> RECORDS FOR THIS EXERCISE:

####################

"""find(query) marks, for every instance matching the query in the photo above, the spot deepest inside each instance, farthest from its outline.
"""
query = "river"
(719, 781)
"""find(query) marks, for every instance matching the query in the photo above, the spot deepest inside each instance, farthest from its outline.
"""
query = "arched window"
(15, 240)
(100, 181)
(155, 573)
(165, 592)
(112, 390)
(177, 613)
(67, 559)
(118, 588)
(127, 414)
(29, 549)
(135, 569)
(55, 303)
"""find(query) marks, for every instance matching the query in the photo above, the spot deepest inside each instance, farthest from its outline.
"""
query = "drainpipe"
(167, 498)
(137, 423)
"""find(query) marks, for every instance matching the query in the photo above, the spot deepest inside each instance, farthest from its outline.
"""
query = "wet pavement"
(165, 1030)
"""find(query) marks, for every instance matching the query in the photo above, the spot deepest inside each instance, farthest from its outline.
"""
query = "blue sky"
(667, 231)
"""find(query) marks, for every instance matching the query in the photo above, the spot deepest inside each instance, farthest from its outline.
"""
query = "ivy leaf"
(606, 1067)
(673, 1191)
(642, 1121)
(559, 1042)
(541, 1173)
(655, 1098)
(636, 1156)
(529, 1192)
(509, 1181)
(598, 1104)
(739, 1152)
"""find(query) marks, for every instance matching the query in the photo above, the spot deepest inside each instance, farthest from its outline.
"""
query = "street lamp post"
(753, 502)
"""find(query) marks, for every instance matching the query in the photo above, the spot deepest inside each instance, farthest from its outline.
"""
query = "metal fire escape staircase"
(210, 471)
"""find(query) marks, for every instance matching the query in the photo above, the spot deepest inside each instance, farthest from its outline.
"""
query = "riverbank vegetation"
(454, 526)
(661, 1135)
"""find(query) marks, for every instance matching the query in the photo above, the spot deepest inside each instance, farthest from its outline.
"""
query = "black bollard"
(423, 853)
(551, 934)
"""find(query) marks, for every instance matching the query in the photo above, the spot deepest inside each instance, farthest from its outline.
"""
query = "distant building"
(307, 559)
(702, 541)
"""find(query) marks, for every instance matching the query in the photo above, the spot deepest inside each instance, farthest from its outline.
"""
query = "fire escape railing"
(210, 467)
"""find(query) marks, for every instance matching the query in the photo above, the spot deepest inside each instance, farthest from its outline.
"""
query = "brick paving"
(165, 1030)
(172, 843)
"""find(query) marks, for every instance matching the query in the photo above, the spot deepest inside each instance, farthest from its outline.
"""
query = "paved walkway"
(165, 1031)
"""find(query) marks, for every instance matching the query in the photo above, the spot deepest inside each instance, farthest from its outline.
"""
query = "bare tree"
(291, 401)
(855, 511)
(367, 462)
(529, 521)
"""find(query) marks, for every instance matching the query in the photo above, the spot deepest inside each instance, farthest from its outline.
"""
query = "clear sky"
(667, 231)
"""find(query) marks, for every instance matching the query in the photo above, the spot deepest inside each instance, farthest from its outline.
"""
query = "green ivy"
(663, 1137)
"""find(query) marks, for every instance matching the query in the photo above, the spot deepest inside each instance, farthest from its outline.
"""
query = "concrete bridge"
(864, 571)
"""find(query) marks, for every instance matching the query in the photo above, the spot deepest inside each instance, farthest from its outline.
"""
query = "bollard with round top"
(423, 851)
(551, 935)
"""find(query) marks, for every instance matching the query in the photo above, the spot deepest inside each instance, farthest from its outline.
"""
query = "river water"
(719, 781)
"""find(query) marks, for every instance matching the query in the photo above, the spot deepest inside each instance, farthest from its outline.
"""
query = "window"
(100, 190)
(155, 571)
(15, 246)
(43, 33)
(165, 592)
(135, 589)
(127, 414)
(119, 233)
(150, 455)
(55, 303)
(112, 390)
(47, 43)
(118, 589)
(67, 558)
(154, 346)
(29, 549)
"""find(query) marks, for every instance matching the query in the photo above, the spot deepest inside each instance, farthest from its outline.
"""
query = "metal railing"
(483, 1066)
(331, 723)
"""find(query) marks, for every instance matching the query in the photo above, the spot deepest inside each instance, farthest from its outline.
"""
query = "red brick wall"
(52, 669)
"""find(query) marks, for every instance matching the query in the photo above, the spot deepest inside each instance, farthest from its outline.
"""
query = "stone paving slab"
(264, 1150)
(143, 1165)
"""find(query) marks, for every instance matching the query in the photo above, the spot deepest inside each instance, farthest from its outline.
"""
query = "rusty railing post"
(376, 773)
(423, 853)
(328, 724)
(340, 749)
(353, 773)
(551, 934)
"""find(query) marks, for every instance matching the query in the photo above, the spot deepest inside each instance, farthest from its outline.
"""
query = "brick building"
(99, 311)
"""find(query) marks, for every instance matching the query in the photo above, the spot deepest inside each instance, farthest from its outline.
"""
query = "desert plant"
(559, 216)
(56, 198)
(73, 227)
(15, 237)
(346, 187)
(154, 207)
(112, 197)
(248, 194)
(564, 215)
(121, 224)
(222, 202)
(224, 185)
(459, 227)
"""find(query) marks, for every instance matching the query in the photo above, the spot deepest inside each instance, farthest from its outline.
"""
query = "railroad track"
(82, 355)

####################

> TASK GOAL: Copy out all of the records above with nothing altered.

> ANSWER:
"""find(query) marks, for every instance matching the query in the photo above, the spot deepest inside each instance, farthest from its outline.
"""
query = "river"
(719, 781)
"""find(query) marks, for every instance matching the query in the photo above, the spot deepest inside each instance, farthest from its outline.
"""
query = "arched window"
(15, 240)
(100, 181)
(155, 573)
(165, 592)
(112, 390)
(177, 613)
(67, 559)
(118, 588)
(127, 414)
(29, 549)
(135, 569)
(55, 303)
"""find(query) marks, for every instance matching the query in the photo above, the spot deepest inside each instance, farthest from its outline.
"""
query = "drainpipe"
(167, 498)
(137, 423)
"""find(query) marks, for every instance matching the query in the photo above, the spot deepest inside each instance, farthest from its outline.
"""
query = "wet pavement"
(165, 1030)
"""find(query) marks, for every instance matching the query in the photo above, the spot deepest inside each instance, farthest from its outline.
"""
query = "blue sky"
(667, 231)
"""find(query) marks, for every instance matching the query in the photo above, the spot deepest inside each instance, farthest from its outline.
"""
query = "ivy leaf"
(606, 1067)
(673, 1191)
(642, 1121)
(559, 1042)
(541, 1173)
(655, 1098)
(636, 1156)
(529, 1192)
(509, 1181)
(598, 1104)
(739, 1152)
"""find(query) marks, for every instance matching the query in the photo above, the spot deepest inside each instance, farthest from its outline.
"""
query = "street lamp post"
(753, 502)
"""find(query) marks, for every instance matching the query in the photo above, the spot deepest inside each instance, farthest from its outline.
"""
query = "metal fire escape staircase"
(210, 471)
"""find(query) marks, for every instance matching the query in the photo above, the spot deepest inside each instance, farthest from its outline.
"""
query = "riverbank vegetation"
(454, 526)
(661, 1135)
"""find(query) marks, for every instance matching the query in the photo above, the spot deepest inside each instance, farthest from its outline.
"""
query = "black bollard"
(423, 853)
(551, 934)
"""find(query) marks, for every instance matching the query in the photo above, the spot deepest inside each instance, farthest from its outline.
"""
query = "distant building"
(307, 559)
(702, 541)
"""find(query) marks, for every instance matching the query in the photo above, the spot deepest inside each instance, farthest from its outline.
"""
query = "fire escape railing"
(210, 467)
"""find(query) marks, for every instance matching the query in the photo above, the spot deepest inside each instance, farthest from its outline.
"""
query = "brick paving"
(165, 1030)
(172, 843)
"""find(query) marks, for every instance matching the query in the photo above, the spot deepest inside each instance, farthest from its outline.
"""
query = "paved walkway"
(165, 1031)
"""find(query) marks, for every instance matching the query in the photo above, the spot deepest inside each instance, farthest from its outline.
"""
query = "bare tree"
(291, 401)
(855, 511)
(367, 462)
(529, 521)
"""find(query) marks, for every instance matching the query in the photo above, the spot deepest inside each instance, farthest from its outline.
"""
query = "clear sky"
(667, 231)
"""find(query) marks, for every instance matching the query in the photo above, the spot deepest inside each instance, farthest from its outline.
"""
query = "green ivy"
(663, 1137)
"""find(query) marks, for every instance matching the query in the photo above, the spot deepest inside each instance, farthest from its outline.
"""
query = "concrete bridge"
(864, 571)
"""find(query) marks, for every instance matching the query in the photo above, the spot deepest inside each instance, farthest from its outline.
"""
query = "bollard with round top"
(423, 851)
(551, 935)
"""find(query) marks, for every instance matching the query in the photo above, the spot deepest inside each instance, farthest from its outline.
"""
query = "river water"
(719, 781)
"""find(query) marks, for every instance matching the query in the photo above, the spot deepest inside each instance, farthest from its outline.
"""
query = "window"
(100, 190)
(155, 571)
(15, 246)
(43, 33)
(165, 592)
(135, 589)
(127, 414)
(119, 233)
(150, 455)
(55, 303)
(112, 390)
(47, 43)
(118, 589)
(67, 558)
(154, 346)
(29, 549)
"""find(query) marks, for every instance matching the query in the photo above, the spot deepest inside each instance, farthest from its outline.
"""
query = "metal railing"
(483, 1066)
(331, 723)
"""find(query) marks, for every instance matching the query in the photo above, the spot deepest inside each instance, farthest from its outline.
"""
query = "red brick wall"
(52, 669)
"""find(query) marks, for every instance matching the query in the photo above, the spot deepest inside each instance, farthest from its outline.
"""
query = "stone paving slab"
(264, 1150)
(143, 1165)
"""find(query) marks, for every instance matching the query in the photo above, the spot deepest inside each instance, farthest from its outline.
"""
query = "rusty railing post"
(376, 773)
(423, 853)
(328, 724)
(340, 749)
(353, 773)
(551, 934)
"""find(query) marks, for every instance matching the query in the photo above, the spot deepest inside each instance, farthest from its outline.
"""
query = "brick building"
(99, 311)
"""find(query) marks, for every instance matching the query in the photo above, the spot deepest inside each instance, farthest from its outline.
"""
query = "desert plant"
(559, 216)
(56, 198)
(73, 227)
(15, 237)
(346, 187)
(154, 207)
(112, 197)
(248, 194)
(564, 215)
(121, 224)
(222, 202)
(224, 185)
(459, 227)
"""find(query) marks, for every instance matching the query in the photo above, the spot deepest inside each instance, farthest from its outline.
"""
query = "railroad track"
(82, 355)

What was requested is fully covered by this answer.